*EXTRACTED ENTRIES:*
----------
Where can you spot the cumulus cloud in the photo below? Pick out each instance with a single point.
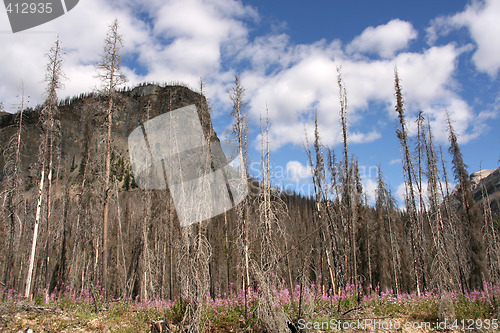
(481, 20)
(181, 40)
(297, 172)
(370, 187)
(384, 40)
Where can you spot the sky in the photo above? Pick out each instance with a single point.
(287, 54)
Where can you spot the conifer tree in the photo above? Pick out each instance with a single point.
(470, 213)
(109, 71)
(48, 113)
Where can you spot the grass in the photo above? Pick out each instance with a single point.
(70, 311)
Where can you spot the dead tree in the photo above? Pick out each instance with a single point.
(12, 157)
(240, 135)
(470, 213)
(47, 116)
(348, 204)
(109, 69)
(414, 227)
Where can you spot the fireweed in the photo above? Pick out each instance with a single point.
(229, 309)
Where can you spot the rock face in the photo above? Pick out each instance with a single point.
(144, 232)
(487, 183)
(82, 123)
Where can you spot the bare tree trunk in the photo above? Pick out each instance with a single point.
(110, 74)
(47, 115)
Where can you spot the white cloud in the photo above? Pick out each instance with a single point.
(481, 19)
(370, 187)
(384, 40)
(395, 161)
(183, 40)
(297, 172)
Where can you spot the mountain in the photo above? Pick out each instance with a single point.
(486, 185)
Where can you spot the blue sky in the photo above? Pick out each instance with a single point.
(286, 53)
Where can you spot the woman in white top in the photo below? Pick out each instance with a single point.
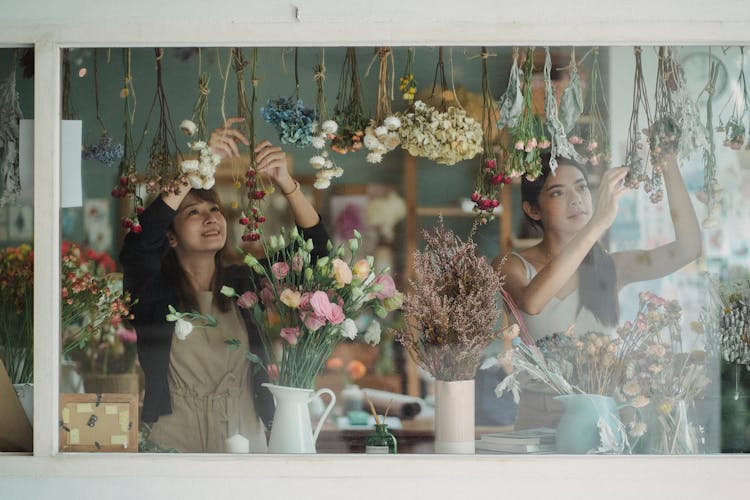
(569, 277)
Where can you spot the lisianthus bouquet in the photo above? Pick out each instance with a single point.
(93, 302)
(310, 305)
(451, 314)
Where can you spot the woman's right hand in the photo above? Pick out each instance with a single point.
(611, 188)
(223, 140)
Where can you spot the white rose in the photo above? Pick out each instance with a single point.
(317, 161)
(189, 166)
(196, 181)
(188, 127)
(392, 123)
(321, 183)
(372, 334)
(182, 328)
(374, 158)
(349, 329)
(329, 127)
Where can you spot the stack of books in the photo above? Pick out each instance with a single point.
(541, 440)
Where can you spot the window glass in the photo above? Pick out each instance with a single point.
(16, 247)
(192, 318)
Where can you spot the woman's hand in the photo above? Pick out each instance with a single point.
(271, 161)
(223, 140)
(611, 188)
----------
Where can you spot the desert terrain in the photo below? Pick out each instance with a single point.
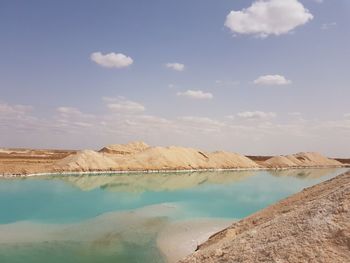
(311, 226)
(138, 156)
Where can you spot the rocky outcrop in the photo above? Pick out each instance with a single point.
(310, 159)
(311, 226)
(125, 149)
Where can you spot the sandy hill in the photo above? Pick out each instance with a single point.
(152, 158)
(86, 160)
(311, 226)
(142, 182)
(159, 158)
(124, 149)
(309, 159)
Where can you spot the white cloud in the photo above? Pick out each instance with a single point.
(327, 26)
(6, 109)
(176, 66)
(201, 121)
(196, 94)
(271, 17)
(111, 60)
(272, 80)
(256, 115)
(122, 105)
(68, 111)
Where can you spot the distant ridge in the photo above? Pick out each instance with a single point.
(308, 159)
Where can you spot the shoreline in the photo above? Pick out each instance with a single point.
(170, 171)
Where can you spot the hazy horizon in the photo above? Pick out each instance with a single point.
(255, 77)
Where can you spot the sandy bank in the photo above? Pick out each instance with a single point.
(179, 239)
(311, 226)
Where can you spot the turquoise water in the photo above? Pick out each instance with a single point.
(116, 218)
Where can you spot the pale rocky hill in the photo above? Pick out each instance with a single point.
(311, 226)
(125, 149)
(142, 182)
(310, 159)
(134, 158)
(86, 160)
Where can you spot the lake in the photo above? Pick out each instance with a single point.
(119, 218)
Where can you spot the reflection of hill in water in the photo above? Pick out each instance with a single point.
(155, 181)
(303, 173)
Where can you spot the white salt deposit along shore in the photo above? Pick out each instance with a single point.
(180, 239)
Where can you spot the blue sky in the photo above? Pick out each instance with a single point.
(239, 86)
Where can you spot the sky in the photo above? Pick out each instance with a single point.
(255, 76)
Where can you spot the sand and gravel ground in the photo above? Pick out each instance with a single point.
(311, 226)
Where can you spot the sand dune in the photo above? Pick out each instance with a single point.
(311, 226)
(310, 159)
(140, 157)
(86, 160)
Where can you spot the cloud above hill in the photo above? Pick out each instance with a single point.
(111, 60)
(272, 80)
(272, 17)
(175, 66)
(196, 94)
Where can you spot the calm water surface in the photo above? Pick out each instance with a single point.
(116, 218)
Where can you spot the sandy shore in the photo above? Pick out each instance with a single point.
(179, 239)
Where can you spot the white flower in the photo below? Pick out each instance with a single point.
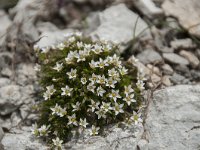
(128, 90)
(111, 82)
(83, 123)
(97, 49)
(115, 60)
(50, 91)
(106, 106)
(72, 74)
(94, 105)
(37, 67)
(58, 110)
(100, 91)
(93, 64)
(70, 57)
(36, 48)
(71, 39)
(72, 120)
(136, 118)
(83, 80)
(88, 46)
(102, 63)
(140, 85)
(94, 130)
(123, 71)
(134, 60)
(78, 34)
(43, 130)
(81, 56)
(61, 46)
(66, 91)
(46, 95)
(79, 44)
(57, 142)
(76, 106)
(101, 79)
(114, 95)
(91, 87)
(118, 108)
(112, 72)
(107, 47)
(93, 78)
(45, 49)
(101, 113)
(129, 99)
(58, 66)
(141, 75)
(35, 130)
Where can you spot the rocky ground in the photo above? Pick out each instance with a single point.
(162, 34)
----------
*WRITTEN REQUEST:* State how many lines of the listing above contain the string "rocky", treating uppercase and lowercase letters as distinct. Reply with the number alone.

*EXERCISE RESULT:* 3